(Extracted data entries)

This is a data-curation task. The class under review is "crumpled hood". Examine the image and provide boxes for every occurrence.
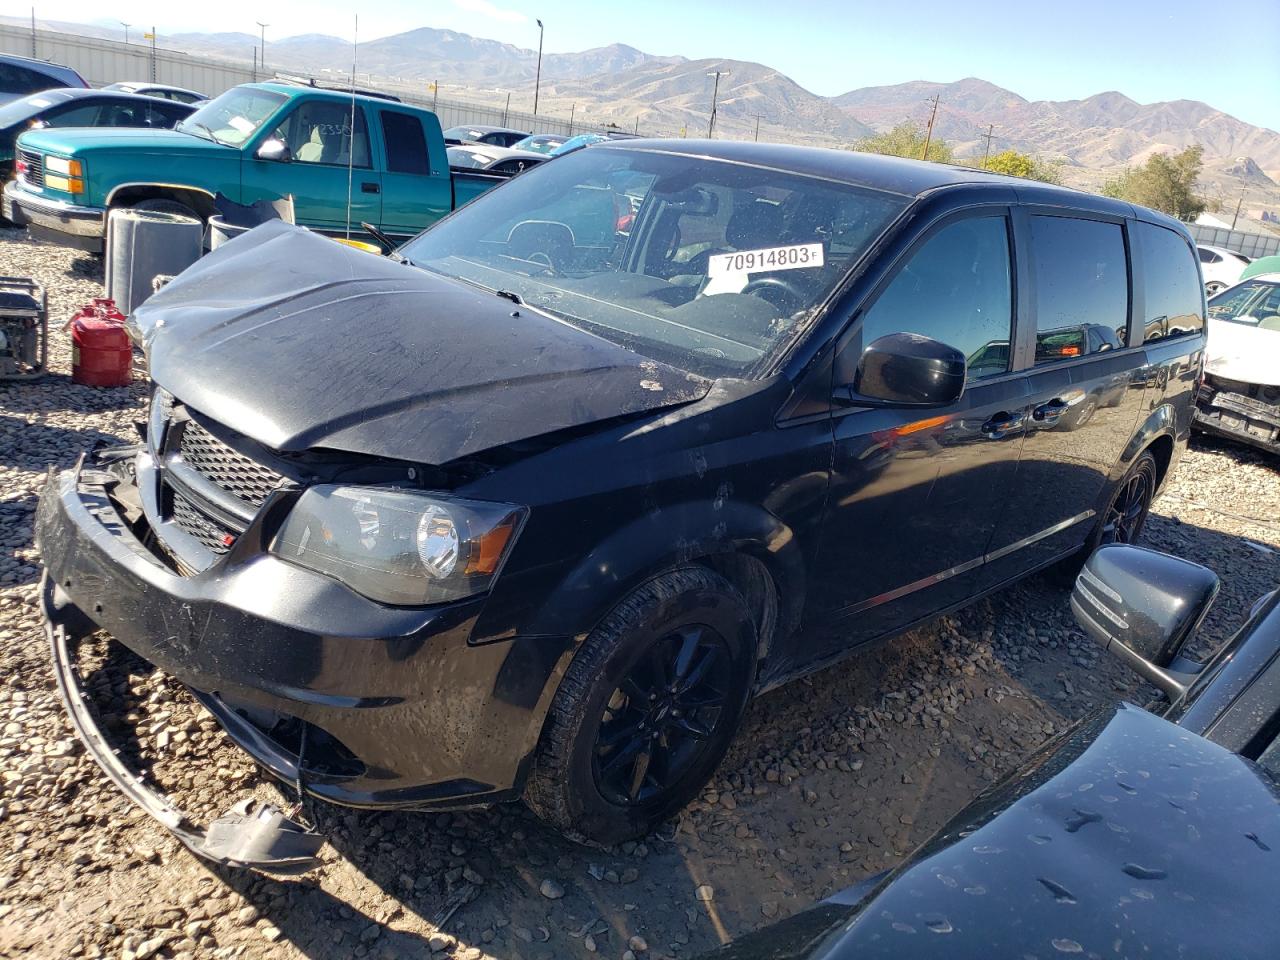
[134,221,710,464]
[1206,317,1280,387]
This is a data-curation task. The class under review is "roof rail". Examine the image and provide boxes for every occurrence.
[267,74,402,103]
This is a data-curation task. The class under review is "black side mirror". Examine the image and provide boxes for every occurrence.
[255,138,291,163]
[847,332,966,407]
[1071,544,1219,700]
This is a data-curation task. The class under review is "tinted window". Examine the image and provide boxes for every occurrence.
[42,101,103,127]
[859,216,1013,382]
[0,63,57,96]
[1198,247,1220,264]
[272,101,370,168]
[1138,223,1204,342]
[381,111,430,175]
[1030,216,1128,364]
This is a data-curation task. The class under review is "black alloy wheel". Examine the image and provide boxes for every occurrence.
[1100,453,1157,545]
[592,624,731,806]
[525,566,756,845]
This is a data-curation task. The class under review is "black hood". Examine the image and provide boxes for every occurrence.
[710,703,1280,960]
[134,221,709,464]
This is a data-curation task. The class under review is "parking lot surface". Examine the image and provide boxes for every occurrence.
[2,228,1278,960]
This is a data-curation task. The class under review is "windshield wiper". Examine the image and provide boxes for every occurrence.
[495,289,524,304]
[359,221,409,263]
[181,120,224,146]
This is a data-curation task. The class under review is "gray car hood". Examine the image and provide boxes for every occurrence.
[133,221,709,464]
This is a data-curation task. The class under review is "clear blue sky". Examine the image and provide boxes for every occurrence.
[33,0,1280,129]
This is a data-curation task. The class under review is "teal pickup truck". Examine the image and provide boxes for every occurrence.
[2,82,506,251]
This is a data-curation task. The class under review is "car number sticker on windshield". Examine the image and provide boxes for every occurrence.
[709,243,824,277]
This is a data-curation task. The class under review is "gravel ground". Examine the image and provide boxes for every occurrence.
[1,228,1278,960]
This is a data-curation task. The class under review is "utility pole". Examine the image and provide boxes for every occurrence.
[634,116,640,135]
[568,102,575,135]
[252,47,258,81]
[30,8,36,57]
[1231,189,1246,230]
[503,92,511,125]
[707,69,730,138]
[147,27,156,82]
[256,22,269,77]
[752,113,764,142]
[432,80,438,111]
[920,94,940,161]
[533,19,544,115]
[981,124,995,169]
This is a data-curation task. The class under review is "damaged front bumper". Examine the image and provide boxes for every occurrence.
[1194,380,1280,455]
[46,600,324,873]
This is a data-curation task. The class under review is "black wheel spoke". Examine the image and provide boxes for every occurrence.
[678,686,726,710]
[669,714,712,740]
[676,645,719,694]
[597,718,645,750]
[600,736,644,776]
[620,676,650,706]
[672,627,702,682]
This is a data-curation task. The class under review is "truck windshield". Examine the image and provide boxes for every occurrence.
[178,87,287,147]
[400,147,909,377]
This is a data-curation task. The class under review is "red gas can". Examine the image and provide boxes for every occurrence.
[71,299,132,387]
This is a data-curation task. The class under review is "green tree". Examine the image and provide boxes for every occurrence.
[983,148,1064,185]
[1102,145,1206,220]
[855,122,953,164]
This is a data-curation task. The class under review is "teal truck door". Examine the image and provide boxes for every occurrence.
[243,98,380,230]
[376,108,450,237]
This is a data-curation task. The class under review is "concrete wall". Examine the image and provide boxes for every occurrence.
[1189,223,1280,260]
[1,23,619,138]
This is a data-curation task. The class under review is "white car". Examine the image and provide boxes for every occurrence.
[1194,272,1280,455]
[446,145,547,176]
[1197,244,1251,295]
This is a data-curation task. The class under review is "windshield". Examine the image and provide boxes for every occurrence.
[178,87,286,146]
[447,147,493,169]
[0,91,69,128]
[1208,278,1280,332]
[400,146,909,377]
[514,135,565,155]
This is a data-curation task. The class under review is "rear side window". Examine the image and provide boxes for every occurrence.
[1138,223,1204,342]
[0,63,58,96]
[381,111,430,175]
[1030,216,1128,364]
[859,215,1014,382]
[1198,247,1221,264]
[43,101,103,127]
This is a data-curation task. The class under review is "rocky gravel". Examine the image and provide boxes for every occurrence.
[1,227,1278,960]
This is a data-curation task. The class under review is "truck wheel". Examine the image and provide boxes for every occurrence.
[525,567,756,845]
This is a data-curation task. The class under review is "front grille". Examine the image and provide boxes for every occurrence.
[18,150,43,188]
[178,418,284,507]
[170,490,236,556]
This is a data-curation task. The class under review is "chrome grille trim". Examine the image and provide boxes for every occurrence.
[18,149,43,188]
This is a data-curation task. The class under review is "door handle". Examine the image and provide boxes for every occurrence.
[361,182,380,194]
[981,410,1024,439]
[1032,398,1070,425]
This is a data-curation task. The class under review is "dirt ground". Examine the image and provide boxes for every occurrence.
[1,229,1277,960]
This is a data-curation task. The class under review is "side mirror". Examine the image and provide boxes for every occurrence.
[1071,544,1219,700]
[255,138,291,162]
[848,332,966,407]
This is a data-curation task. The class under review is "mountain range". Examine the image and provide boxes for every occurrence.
[7,16,1279,194]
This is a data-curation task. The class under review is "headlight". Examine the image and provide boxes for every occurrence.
[270,486,525,605]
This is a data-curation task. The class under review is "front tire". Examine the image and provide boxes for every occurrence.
[525,567,757,845]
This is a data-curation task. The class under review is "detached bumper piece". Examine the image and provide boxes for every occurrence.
[47,609,324,874]
[1195,383,1280,455]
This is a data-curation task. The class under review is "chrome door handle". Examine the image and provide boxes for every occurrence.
[1032,398,1070,425]
[981,411,1024,438]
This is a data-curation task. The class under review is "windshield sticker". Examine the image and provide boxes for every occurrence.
[709,242,824,278]
[228,116,255,134]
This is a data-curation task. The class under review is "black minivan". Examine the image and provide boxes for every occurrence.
[38,141,1206,863]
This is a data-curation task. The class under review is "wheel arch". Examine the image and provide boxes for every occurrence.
[106,182,217,219]
[521,498,806,664]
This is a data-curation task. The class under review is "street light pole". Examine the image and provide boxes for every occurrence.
[707,69,730,138]
[533,19,544,115]
[256,22,269,78]
[118,21,130,47]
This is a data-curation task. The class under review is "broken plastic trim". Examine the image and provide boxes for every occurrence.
[46,608,325,875]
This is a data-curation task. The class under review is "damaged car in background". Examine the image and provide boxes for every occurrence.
[1195,273,1280,456]
[699,544,1280,960]
[36,140,1206,871]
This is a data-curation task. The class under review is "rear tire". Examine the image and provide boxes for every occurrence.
[1055,449,1159,581]
[525,566,756,845]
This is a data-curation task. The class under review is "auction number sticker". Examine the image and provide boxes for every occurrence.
[709,242,824,276]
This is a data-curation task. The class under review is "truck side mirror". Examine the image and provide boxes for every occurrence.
[843,332,966,407]
[255,138,291,163]
[1071,544,1219,700]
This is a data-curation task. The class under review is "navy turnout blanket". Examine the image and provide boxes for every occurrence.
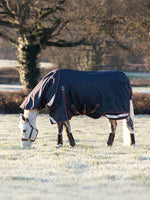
[20,69,132,124]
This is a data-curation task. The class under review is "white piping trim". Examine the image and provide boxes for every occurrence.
[50,116,57,124]
[47,95,55,107]
[105,113,129,119]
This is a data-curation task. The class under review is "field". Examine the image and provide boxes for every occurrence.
[0,114,150,200]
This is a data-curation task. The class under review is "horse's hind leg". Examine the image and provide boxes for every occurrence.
[56,122,63,148]
[126,116,136,145]
[64,121,75,147]
[123,100,136,146]
[107,119,117,146]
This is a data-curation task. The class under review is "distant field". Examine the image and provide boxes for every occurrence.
[0,114,150,200]
[0,84,150,94]
[0,60,150,86]
[0,59,54,68]
[125,72,150,79]
[125,72,150,87]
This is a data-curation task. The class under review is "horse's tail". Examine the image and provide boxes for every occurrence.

* **TASK INSTRUCTIONS**
The pictures in the data should be omitted, and every remaining line set down exactly.

* **PROBLEM SOLUTION**
This is a data-curation task. The class under review is "crumpled hood". Examine the image and provide boxes for every occurrence.
[134,221,710,464]
[1206,317,1280,387]
This is a data-curation task. The class under review is "roof rail". Examine the image and provide boxes for every occurrence.
[267,74,402,103]
This is a data-curation task. The class under review is "black side mirror". Examine the image and provide boxes for every occurrence.
[255,138,291,163]
[847,332,966,407]
[1071,544,1219,700]
This is a data-curation task. The class under review is "tinted window". Examine the image and provide boxes for every occurrence.
[42,101,103,127]
[859,216,1013,382]
[0,63,57,96]
[1198,247,1220,264]
[272,101,370,168]
[1138,223,1204,342]
[381,111,430,175]
[1030,216,1128,364]
This is a data-curation task. The class under review is "black alloy wheel". Examine the image and provide boxes for every occurrence.
[1100,453,1157,545]
[592,624,731,806]
[525,566,756,845]
This is a data-curation task. The class under review is "black hood". Examine the image and provide boxes for every occurrence.
[710,703,1280,960]
[134,221,709,464]
This is a data-curation task. The class under review is "parking lot surface". Examine the image and provide boxes for every occurrence.
[2,228,1278,960]
This is a data-curation task. The class under review is "windshield wiper". Examine the image and provide boxes for every occurrence.
[495,289,524,304]
[359,221,409,263]
[181,120,224,146]
This is a data-curation task. The class under review is "gray car hood". Examine the image and provide boxes for every occurrence.
[133,221,709,464]
This is a data-curation task. The class under review is "clear blue sky". Examine the image and provide boxes for every occurrence.
[33,0,1280,129]
This is a data-curation task. The class under review is "teal pickup truck". Examine the image and provide boxes for every occurrence.
[2,82,506,251]
This is a data-curation task. The class under review is "car number sticker on windshield". Examine the image and provide boxes for every occurrence.
[709,243,824,277]
This is a data-curation task. The class under review is "gravel ground". Examine the image and provide boxes for every occurrence.
[1,228,1278,960]
This is a data-curation task. The class under review is "utility pole". Examine the image and provide boxes for every occurrence.
[634,116,640,135]
[568,102,575,135]
[252,47,258,81]
[30,8,36,57]
[1231,189,1246,230]
[503,92,511,125]
[707,69,730,138]
[147,27,156,82]
[256,22,269,77]
[752,113,764,142]
[432,80,438,111]
[920,94,940,161]
[533,19,544,115]
[981,124,995,169]
This is a data-curation task. The class under review is "damaged front bumper". Examine the image and provide boxes for every occurrence.
[1194,380,1280,455]
[46,600,324,873]
This is a data-curation task. The class under review is "black wheel spoke". Examine the image and provide boxes for every occurrence.
[678,686,726,710]
[669,714,712,740]
[676,645,719,694]
[597,718,645,750]
[600,736,644,776]
[620,676,650,706]
[672,627,702,682]
This is a data-curation task. The class under review is "truck windshield". Examine the image and provide boxes for every occurrence.
[178,87,287,147]
[400,147,909,377]
This is a data-curation task. The class under review is "red gas can". Examine the image and provide boxes for every occurrence.
[71,299,132,387]
This is a data-curation task. The class under review is "green tree". Examine the image and provide boxes for every occurrence.
[983,148,1064,185]
[1102,145,1206,220]
[855,122,953,164]
This is a data-curation task. The class under review is "teal truck door". Examine the image and provide boxes for every occurrence.
[243,98,380,230]
[376,108,450,237]
This is a data-curation task. The class under review is "concrete wall". Examine the image and provide boxes for every occurrence.
[1189,223,1280,260]
[1,23,619,138]
This is a data-curation task. The class under review is "white car". Examine the image and provide boxes for every occurrence.
[1194,272,1280,455]
[446,145,547,176]
[1197,244,1251,295]
This is a data-curation task. The class under review is "windshield". Examine the image and provide boxes for every occurrence.
[178,87,286,146]
[447,147,493,169]
[0,91,69,128]
[1208,278,1280,332]
[400,146,909,377]
[514,135,565,155]
This is a data-curation task. The class under review is "rear side window". Examine the image and provide boxes for every occurrence.
[1138,223,1204,342]
[0,63,58,96]
[381,111,430,175]
[1030,216,1128,364]
[859,215,1014,382]
[1198,247,1221,264]
[43,101,103,127]
This is a data-curation task. The class under review is "rocky gravel". Examine the image and provide boxes for every occurrence.
[1,227,1278,960]
This is a data-curation task. The class under review is "truck wheel". Examine the image and provide boxes for every occurrence.
[525,567,756,845]
This is a data-curation task. The class under review is "front grille". Examine the image and provide boxes for every occurrence.
[18,150,43,188]
[178,418,284,507]
[170,490,236,556]
This is a data-curation task. The class under review is "chrome grille trim". Examine the image and provide boxes for every occurrence.
[18,149,43,188]
This is a data-curation task. The class under review is "door handle". Examine the image and provide boxes for every occurrence.
[361,182,380,194]
[981,410,1024,439]
[1032,398,1070,425]
This is a data-curation task. The class under review is "dirt ground". Examine the image and provide boxes for every occurrence.
[1,229,1277,960]
This is a data-curation task. The class under review is "side mirror". Examine the image and provide boxes for every occurrence.
[1071,544,1219,700]
[255,138,291,162]
[848,332,966,407]
This is a data-curation task. The class under review is "mountain range". Examine the image and provide boxes for every occurrence.
[7,16,1279,194]
This is a data-curation task. The class under review is "headlight". Examine the image and provide boxes for every occurrence.
[270,486,525,605]
This is a data-curation task. The class under review is "front tire". Examine the image and provide boxes for every occurrence.
[525,567,757,845]
This is a data-curation task. The class under review is "detached bumper piece". Examine the image and provide boxes for every occurrence.
[47,609,324,874]
[1195,383,1280,455]
This is a data-curation task. The class under review is "chrome door handle". Examine the image and provide boxes for every occurrence.
[1032,398,1070,425]
[981,411,1024,438]
This is a data-curation task. The class under review is "windshield sticker". Examine the image and provide boxes for every occurrence.
[709,242,824,278]
[228,116,255,134]
This is a data-curation task. The class under review is "black minivan". Examine the image and provide boxes for every occurrence.
[38,141,1206,863]
This is a data-curation task. The class under review is "wheel arch". Examine the image and provide boxes for every occurrence.
[106,182,217,219]
[521,498,806,664]
This is a data-curation task. The class under review is "street light pole". Examine the image and provide boxes for every occurrence.
[707,69,730,138]
[533,19,544,115]
[256,22,269,78]
[118,21,130,47]
This is a data-curation task. The class under review is "broken plastic trim". Examine the image and provide boxes for every occurrence.
[46,608,325,875]
This is a data-curation task. The class under review is "damaged car in background". Examine the image and provide boxes for every occurrence.
[1195,273,1280,456]
[699,544,1280,960]
[36,140,1206,871]
This is a data-curation task. The class under review is "rear tire". Examine the image and provide boxes for every occurrence.
[1055,449,1159,581]
[525,566,756,845]
This is a data-curation task. The class under review is "auction number sticker". Examine the image and provide boxes for every occurrence.
[709,242,824,276]
This is a data-curation task. The class under review is "truck side mirror". Examine the image and provide boxes for every occurrence.
[843,332,966,407]
[255,138,291,163]
[1071,544,1219,700]
This is a data-curation task. The class under review is "navy turnout blanket". Examine the image and provide boxes for every occurrence.
[20,69,132,124]
This is a data-curation task. The class under review is "white piping trim". Examine the image and provide boxes for every occurrence.
[50,116,57,124]
[47,95,55,107]
[105,113,129,119]
This is a data-curation task. The class under review is "field". Examine the image and provide boxes for every occurrence.
[0,114,150,200]
This is a data-curation task. The class under review is "horse's hind leg". Examine the image and provide boxes for every occurrence.
[56,122,63,148]
[126,116,136,145]
[64,121,75,147]
[123,100,136,146]
[107,119,117,146]
This is a data-curation task. The class under review is "distant field". Examine the image and provide boxes for every occurrence.
[0,114,150,200]
[0,84,150,94]
[0,60,150,86]
[0,59,54,68]
[125,72,150,79]
[125,72,150,87]
This is a data-curation task. The class under review is "horse's tail". Examine the image and provide boxes for every occurrence.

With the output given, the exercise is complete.